Stored data -
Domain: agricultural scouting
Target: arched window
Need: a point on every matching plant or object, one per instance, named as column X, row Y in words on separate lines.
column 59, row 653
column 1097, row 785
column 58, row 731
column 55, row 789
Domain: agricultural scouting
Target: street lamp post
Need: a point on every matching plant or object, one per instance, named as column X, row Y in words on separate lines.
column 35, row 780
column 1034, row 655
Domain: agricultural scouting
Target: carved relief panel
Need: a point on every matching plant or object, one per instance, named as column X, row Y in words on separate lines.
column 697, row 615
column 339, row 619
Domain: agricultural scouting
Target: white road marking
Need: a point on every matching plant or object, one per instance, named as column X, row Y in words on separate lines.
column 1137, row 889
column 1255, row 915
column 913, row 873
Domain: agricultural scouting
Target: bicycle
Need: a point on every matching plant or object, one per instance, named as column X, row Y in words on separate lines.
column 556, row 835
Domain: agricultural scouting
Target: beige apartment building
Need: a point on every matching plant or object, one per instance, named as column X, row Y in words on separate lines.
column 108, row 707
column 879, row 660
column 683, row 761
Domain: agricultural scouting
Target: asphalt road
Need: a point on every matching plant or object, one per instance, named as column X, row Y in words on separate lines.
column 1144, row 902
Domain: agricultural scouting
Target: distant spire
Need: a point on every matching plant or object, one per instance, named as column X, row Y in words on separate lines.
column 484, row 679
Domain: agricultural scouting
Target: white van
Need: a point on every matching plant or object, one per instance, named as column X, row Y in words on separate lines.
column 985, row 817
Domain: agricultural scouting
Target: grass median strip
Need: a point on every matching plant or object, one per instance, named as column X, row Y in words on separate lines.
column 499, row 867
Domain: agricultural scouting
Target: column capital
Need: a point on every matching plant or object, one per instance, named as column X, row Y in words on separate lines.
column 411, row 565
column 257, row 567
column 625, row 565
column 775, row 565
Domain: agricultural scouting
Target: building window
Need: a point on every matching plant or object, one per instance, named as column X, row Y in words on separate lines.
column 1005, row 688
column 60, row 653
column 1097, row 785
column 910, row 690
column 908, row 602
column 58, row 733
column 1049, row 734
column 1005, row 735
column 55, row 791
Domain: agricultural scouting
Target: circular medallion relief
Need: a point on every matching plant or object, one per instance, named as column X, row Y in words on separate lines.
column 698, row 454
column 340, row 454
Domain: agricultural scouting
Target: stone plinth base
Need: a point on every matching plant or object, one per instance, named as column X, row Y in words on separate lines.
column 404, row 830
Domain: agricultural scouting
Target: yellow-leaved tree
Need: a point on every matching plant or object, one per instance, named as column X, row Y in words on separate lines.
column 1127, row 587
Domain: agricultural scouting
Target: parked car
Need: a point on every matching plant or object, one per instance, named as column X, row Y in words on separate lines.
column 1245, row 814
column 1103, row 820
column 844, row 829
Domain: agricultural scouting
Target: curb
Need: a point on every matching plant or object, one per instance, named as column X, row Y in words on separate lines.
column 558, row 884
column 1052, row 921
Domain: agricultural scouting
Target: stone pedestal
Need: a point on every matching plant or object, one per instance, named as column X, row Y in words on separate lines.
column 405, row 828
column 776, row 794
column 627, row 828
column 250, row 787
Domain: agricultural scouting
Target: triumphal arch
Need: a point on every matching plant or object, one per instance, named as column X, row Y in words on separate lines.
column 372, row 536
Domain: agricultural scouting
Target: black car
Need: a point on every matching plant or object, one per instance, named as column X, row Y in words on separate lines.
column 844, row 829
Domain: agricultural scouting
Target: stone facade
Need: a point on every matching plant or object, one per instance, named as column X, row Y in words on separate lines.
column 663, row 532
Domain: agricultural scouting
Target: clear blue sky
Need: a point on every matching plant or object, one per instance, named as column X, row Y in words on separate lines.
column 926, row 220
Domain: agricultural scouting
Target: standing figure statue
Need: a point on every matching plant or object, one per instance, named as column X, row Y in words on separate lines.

Exercise requirements - Reproduce all of the data above word for word, line by line.

Written answer -
Domain: agricultural scouting
Target: arched window
Need: a point on every matching plant or object, one per instance, named as column X, row Y in words on separate lines.
column 59, row 653
column 1097, row 785
column 58, row 731
column 55, row 789
Domain: agricultural scouting
Target: street lamp post
Need: a point on every matching plant or object, one per instance, named as column X, row Y in words on separate lines.
column 35, row 780
column 1034, row 655
Domain: agricultural scouting
Target: carved relief panel
Need: a point on every matching plant or object, one per instance, named as column X, row Y in words on separate lines.
column 697, row 615
column 339, row 619
Domain: agricultural scouting
Target: white road marking
Need: a point on every matching plant or object, one per instance, named as column X, row Y in words on separate lines.
column 1137, row 889
column 1255, row 915
column 913, row 873
Domain: agricultural scouting
Target: bicycle
Need: a point on every matching plant or object, one per instance, named as column X, row Y in words on separate lines.
column 556, row 835
Domain: agricultural scouting
Target: beige apartment building
Need: a point on every matching plant or object, one per instance, named as column X, row Y in words on separate lines.
column 108, row 707
column 879, row 660
column 683, row 761
Domain: agricultural scouting
Target: asphalt road
Need: a point on every matching plant or object, one per instance, named as column X, row Y in words on separate lines.
column 1144, row 902
Domain: agricultural scouting
Target: distant spire
Need: a point on every matching plant or object, one per instance, named as column X, row Y in words on separate lines.
column 484, row 679
Domain: agricultural scouting
Target: white van
Need: a point on every matching plant or object, one per instance, named as column X, row Y in words on separate lines.
column 985, row 817
Domain: agricultural scouting
Target: grass median strip
Need: a point on every matching plant or object, one per instance, named as column X, row Y in words on separate lines.
column 499, row 867
Domain: agricultural scouting
Target: column capital
Need: a point on every matching plant or object, one per instance, named as column X, row Y in words on separate lines.
column 411, row 565
column 257, row 567
column 625, row 565
column 775, row 565
Domain: agricultural scouting
Target: building window
Need: a point on every matching plant or object, one per instance, named as column X, row Y in words on separate lines.
column 1005, row 688
column 60, row 653
column 1097, row 785
column 910, row 690
column 908, row 602
column 58, row 733
column 1049, row 734
column 1005, row 735
column 55, row 791
Domain: agricultural scouting
Target: circular medallion relief
Need: a point on every matching plant or object, one per instance, named as column X, row Y in words on separate lines.
column 698, row 454
column 340, row 454
Domain: agricultural scouting
Target: stone plinth base
Need: a point on every matching plant or object, one per instance, named as column X, row Y in words on separate lines.
column 404, row 830
Domain: agricultural scouting
Target: yellow-leaved tree
Need: a point on every matching plant or object, one per instance, named as column X, row Y in words on separate lines.
column 1127, row 587
Domain: agricultural scouting
Target: parked car
Need: a point on every matching plant or object, one per instance, named as column X, row Y in words on separate lines.
column 1245, row 814
column 1103, row 820
column 844, row 829
Domain: agricultural scouting
Target: curb
Need: a point on every matching plant or object, one per instance, named as column X, row Y in words on separate lines.
column 558, row 884
column 1052, row 921
Domain: agricultural scouting
Target: stone pedestal
Need: a point on every matching plant or object, one per instance, named as column X, row Y in words on separate lines.
column 405, row 828
column 776, row 794
column 627, row 828
column 250, row 787
Domain: agricultural scouting
Target: triumphal arch
Need: a point on every matching plant or object, one per instance, named as column X, row Y in words on separate lines.
column 372, row 536
Domain: agricultural scouting
Target: black car
Need: a point on every matching plant or object, one per instance, named as column X, row Y in words on separate lines.
column 844, row 829
Domain: agricultural scouting
Target: stone facade
Need: a point on every matching plant or object, one per instance, named as column X, row Y in words on separate lines.
column 663, row 532
Domain: agricultural scouting
Target: clear blue sky
Need: a point on every matching plant or object, one per instance, named as column X, row Y in words on separate lines.
column 926, row 220
Domain: agricultural scouting
Target: standing figure statue
Need: a point on every matching plant or object, one per instance, named as column X, row Y in words on separate lines.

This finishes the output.